Pick out each line in the records below that contains the string "cluster" and copy it out, matching case exactly.

----

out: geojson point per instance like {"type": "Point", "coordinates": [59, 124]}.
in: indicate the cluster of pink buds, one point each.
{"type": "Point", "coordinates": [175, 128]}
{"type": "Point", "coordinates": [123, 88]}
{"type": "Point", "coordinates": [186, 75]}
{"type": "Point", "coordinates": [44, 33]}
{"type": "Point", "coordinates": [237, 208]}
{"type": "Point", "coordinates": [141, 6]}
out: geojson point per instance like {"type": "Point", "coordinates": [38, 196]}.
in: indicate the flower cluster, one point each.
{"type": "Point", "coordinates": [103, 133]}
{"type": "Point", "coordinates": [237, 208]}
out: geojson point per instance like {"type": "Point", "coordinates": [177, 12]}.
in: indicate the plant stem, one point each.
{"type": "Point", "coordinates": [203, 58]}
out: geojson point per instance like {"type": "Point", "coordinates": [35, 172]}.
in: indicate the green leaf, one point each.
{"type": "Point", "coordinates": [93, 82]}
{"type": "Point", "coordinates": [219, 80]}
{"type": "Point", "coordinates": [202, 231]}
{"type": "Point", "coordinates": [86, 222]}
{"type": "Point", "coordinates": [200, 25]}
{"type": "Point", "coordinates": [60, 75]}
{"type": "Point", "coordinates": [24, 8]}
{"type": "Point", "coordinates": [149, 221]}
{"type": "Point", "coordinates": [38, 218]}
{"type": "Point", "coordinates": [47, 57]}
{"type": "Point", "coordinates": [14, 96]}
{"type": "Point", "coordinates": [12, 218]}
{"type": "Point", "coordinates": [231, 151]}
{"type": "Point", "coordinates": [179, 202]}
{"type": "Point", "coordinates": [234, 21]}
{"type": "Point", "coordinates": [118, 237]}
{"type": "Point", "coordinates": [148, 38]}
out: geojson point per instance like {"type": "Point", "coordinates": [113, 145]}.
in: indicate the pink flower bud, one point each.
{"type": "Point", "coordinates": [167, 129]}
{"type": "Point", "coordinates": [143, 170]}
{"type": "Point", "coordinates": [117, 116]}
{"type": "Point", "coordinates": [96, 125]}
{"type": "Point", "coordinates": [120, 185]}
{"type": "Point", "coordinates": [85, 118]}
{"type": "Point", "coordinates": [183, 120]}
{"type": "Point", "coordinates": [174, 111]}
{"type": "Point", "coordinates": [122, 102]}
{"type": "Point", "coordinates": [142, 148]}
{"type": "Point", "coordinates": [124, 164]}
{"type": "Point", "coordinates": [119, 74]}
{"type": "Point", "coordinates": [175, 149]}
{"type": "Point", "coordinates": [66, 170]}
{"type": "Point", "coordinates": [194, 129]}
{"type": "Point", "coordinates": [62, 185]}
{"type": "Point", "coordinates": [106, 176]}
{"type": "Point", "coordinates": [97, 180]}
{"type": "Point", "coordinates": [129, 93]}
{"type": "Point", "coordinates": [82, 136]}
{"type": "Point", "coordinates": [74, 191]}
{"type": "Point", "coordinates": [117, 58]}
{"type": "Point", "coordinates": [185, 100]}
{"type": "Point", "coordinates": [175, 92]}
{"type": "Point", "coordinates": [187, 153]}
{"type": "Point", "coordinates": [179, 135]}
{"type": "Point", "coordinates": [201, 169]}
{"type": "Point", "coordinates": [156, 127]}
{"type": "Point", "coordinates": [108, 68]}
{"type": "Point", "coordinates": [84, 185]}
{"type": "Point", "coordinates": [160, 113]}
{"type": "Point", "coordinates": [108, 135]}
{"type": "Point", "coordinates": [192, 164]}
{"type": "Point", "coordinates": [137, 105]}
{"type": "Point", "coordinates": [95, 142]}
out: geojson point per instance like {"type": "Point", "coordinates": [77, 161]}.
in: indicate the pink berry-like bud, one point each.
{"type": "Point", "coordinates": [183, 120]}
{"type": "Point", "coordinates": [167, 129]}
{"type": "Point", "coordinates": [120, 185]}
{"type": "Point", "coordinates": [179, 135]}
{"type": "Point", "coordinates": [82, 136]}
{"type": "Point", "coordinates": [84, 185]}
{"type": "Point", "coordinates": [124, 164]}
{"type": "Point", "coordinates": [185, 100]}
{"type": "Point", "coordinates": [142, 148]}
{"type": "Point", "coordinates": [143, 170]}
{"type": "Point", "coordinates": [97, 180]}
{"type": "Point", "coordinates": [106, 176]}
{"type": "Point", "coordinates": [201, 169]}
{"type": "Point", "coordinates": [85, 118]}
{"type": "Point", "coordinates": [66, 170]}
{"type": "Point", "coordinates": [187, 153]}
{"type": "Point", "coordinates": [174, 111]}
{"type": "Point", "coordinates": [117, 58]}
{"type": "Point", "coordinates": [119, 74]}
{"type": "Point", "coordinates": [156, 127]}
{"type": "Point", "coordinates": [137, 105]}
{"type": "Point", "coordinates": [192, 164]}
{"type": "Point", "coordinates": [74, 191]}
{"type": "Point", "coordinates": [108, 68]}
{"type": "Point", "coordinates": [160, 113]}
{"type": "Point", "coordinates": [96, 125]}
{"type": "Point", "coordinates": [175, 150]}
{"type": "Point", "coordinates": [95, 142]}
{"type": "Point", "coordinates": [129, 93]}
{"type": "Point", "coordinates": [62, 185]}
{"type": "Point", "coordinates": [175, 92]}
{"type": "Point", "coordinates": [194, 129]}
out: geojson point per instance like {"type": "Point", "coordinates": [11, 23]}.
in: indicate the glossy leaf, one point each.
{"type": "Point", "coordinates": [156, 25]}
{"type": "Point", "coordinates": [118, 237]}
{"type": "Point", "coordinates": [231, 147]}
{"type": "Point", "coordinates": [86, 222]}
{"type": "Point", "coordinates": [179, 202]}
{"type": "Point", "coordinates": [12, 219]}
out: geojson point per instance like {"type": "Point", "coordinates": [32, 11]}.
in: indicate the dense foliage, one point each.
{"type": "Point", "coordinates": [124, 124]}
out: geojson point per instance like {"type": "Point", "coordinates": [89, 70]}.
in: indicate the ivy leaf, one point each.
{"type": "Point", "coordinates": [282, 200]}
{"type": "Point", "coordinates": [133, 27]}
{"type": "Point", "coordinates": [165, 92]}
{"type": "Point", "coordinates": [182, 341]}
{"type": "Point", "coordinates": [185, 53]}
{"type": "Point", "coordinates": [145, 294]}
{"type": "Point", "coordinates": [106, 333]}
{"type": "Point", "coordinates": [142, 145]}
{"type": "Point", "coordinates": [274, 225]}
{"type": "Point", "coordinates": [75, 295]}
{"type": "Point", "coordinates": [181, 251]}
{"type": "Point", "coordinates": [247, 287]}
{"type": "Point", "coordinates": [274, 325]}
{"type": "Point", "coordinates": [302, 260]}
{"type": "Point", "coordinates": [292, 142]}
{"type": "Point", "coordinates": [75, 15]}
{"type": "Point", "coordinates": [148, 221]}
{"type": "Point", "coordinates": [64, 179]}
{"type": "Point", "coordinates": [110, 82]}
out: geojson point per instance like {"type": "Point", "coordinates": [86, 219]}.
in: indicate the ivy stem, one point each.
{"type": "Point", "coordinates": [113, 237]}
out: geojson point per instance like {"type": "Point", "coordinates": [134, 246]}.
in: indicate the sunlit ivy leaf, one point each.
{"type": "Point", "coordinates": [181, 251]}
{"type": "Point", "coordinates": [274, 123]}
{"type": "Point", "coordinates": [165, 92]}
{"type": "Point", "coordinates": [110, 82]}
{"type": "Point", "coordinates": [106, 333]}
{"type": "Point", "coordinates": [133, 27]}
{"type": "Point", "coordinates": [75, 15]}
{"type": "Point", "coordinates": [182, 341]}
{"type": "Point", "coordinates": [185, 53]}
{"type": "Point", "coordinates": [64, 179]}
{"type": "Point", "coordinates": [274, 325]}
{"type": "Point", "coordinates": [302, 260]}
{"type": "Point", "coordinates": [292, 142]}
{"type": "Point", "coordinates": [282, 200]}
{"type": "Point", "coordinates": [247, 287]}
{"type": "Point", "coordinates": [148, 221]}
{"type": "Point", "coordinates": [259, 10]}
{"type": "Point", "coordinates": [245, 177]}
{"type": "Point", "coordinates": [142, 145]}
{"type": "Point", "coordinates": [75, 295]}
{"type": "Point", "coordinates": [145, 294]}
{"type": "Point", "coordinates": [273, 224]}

----

» The reply
in: indicate the cluster of pink buds, one point each.
in: indicate the flower cluster, one point each.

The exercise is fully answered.